--- WORK TO COMPLETE ---
Rewrite the balun post from "I use a 124" to "tried them out.", putting "ladder line" wherever "450 ohm line" appears.

--- SELECTED TEXT ---
====

[Elecraft] Baluns and 450 ohm line

Don Wilhelm Don Wilhelm" <[email protected]
Fri May 31 22:47:07 2002


Stuart and all,

I use a 124 foot antenna center fed with 450 ohm line.  At one time I ran
the 450 ohm line all the way to the shack - 45 feet of it.  When I measured
the impedance at the line input I found most bands were in the vicinity of
100 ohms impedance.  OK this is a compromise between a 1:1 balun and a 1:4
balun, so I constructed both ratios of current baluns and tried them out.
If I used the 4:1 balun, I found the impedance the tuner had to deal with
was quite low and with the normal T network tuner, that is the area where
the potentila losses are greatest.
I settled for t\using the 1:1 balun and found that I could tune the antenna
system quite nicely without concern for losses in the tuner.

====

--- DATA SUPPLIED ---
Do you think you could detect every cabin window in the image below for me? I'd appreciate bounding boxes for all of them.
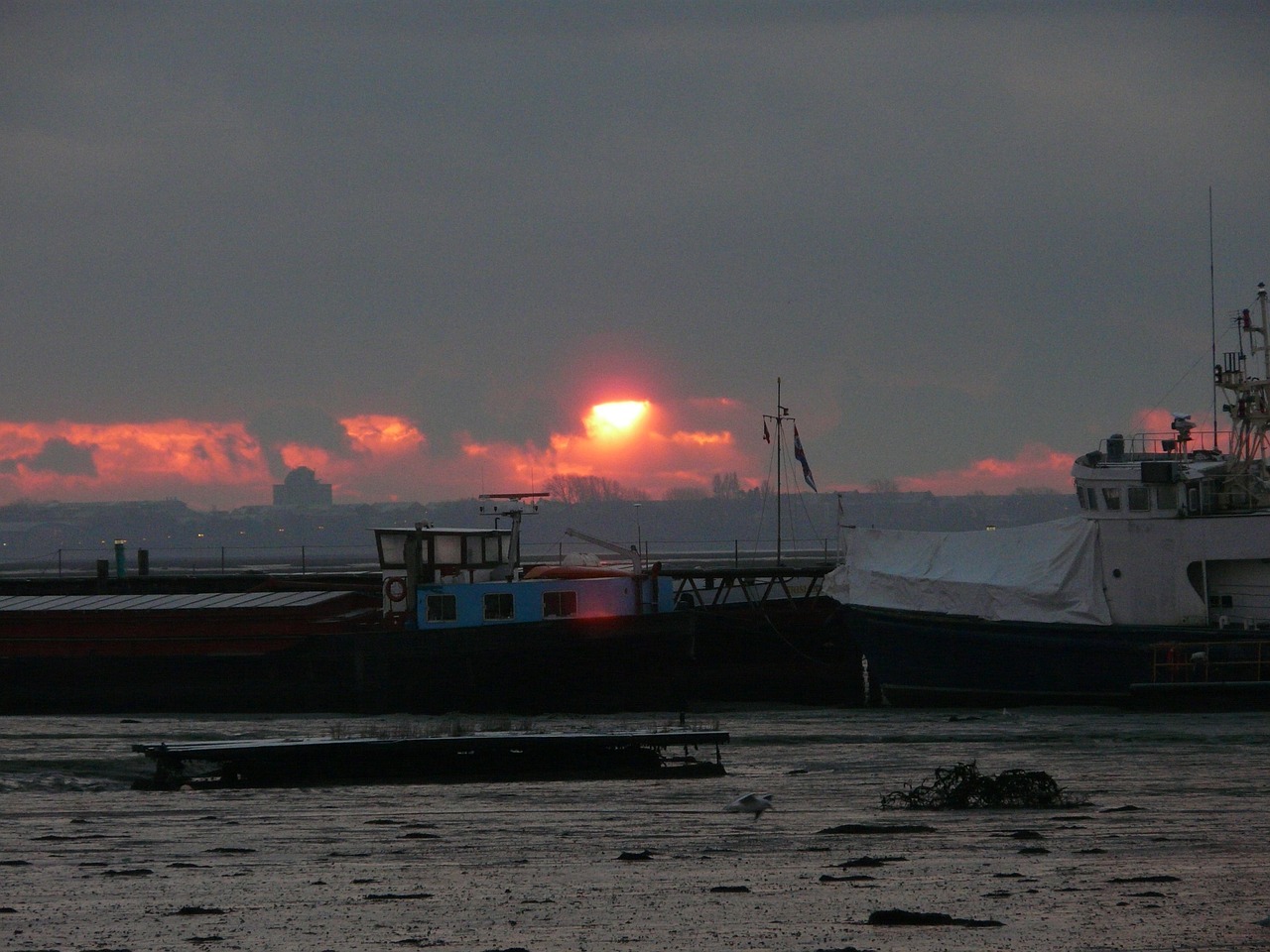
[432,536,463,565]
[543,591,577,618]
[425,595,458,622]
[485,591,514,622]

====

--- OUTPUT FOR THIS EXERCISE ---
I use a 124 foot antenna center fed with ladder line.  At one time I ran
the ladder line all the way to the shack - 45 feet of it.  When I measured
the impedance at the line input I found most bands were in the vicinity of
100 ohms impedance.  OK this is a compromise between a 1:1 balun and a 1:4
balun, so I constructed both ratios of current baluns and tried them out.